— TASK PROMPT —
Carry on the documentation page for the nvSubquadratic experiments package, picking up after its final line.

— EXTRACT PROVIDED —
# # # # # # #

Experiments#

The experiments package wires nvSubquadratic modules into reproducible training pipelines built on PyTorch Lightning. Each experiment is a LazyConfig of dataclasses (ExperimentConfig) plus a wrapper subclass that defines the training step.

Entry points#

`parse_args`()	Parse command line arguments for the experiment.
`main`()	Main function to run the experiment.
`construct_trainer`(cfg, wandb_logger, run_name)	Construct a trainer and the checkpoint callback from a configuration.

Configuration dataclasses#

The dataclasses below describe the experiment surface. They are instantiated via LazyConfig from the per-experiment config files in examples/.

`ExperimentConfig`([device, debug, ...])	Top-level configuration for a single nvSubquadratic training run.
`TrainConfig`([do, precision, iterations, ...])	Train configuration.
`TrainerConfig`([samples_per_epoch, ...])	Lightning Trainer configuration overrides.
`SchedulerConfig`([name, ...])	Scheduler configuration.
`WandbConfig`([project, entity, job_group, ...])	Wandb configuration.
`AutoResumeConfig`([enabled, alias, run_name])	Auto-resume configuration via Weights & Biases run name.
`StartFromCheckpointConfig`([load, alias, ...])	Configuration to start training from weights of a previously saved checkpoint (weights only, no optimizer/scheduler state).

Lightning wrappers#

Task-specific wrappers around a common base. Each wrapper defines training_step / validation_step / metrics for one task family.

`LightningWrapperBase`(args, *kwargs)	Base PyTorch Lightning module shared by all nvSubquadratic task wrappers.
`ClassificationWrapper`(args, *kwargs)	Lightning wrapper for classification tasks.
`SoftTargetCrossEntropy`(args, *kwargs)	Cross-entropy loss with soft targets (from DeiT III / timm).

# # # # # # #

(Dataset entries)
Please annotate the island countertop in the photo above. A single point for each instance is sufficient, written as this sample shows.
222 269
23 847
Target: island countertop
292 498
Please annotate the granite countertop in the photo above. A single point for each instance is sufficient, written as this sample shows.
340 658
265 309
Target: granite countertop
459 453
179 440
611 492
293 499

# # # # # # #

— EXERCISE OUTPUT —
`RegressionWrapper`(args, *kwargs)	Lightning wrapper for regression tasks.
`WELLRegressionWrapper`(args, *kwargs)	Lightning wrapper for WELL benchmark regression tasks.
`AutoregressiveWrapper`(args, *kwargs)	Lightning wrapper for autoregressive (next-token prediction) tasks.

`construct_optimizer`(model, optimizer_cfg)	Constructs an optimizer for a given model given a configuration.
`construct_scheduler`(optimizer, scheduler_cfg)	Creates a learning rate scheduler for a given optimizer given a configuration.

Callbacks#

`FiLMMonitorCallback`(args, *kwargs)	Logs a compact FiLM diagnostic text report to wandb.
`ValidationImageGridCallback`(args, *kwargs)	Validation image grid callback for PyTorch Lightning.
`ValidationVolumeGridCallback`(args, *kwargs)	Validation volume grid callback for 3D spatial recall tasks.
`IterationSpeedCallback`(args, *kwargs)	Logs iteration throughput, fwd/bwd breakdown, and GPU memory to wandb.
`MaskMonitorCallback`(args, *kwargs)	Logs a single min/max chart per block for every mask module.
`LabeledEMAWeightAveraging`(args, *kwargs)	`EMAWeightAveraging` that labels validation metrics with an `_ema` suffix.
`OmegaScaleMonitorCallback`(args, *kwargs)	Logs a single chart per block tracking the effective per-row ω₀.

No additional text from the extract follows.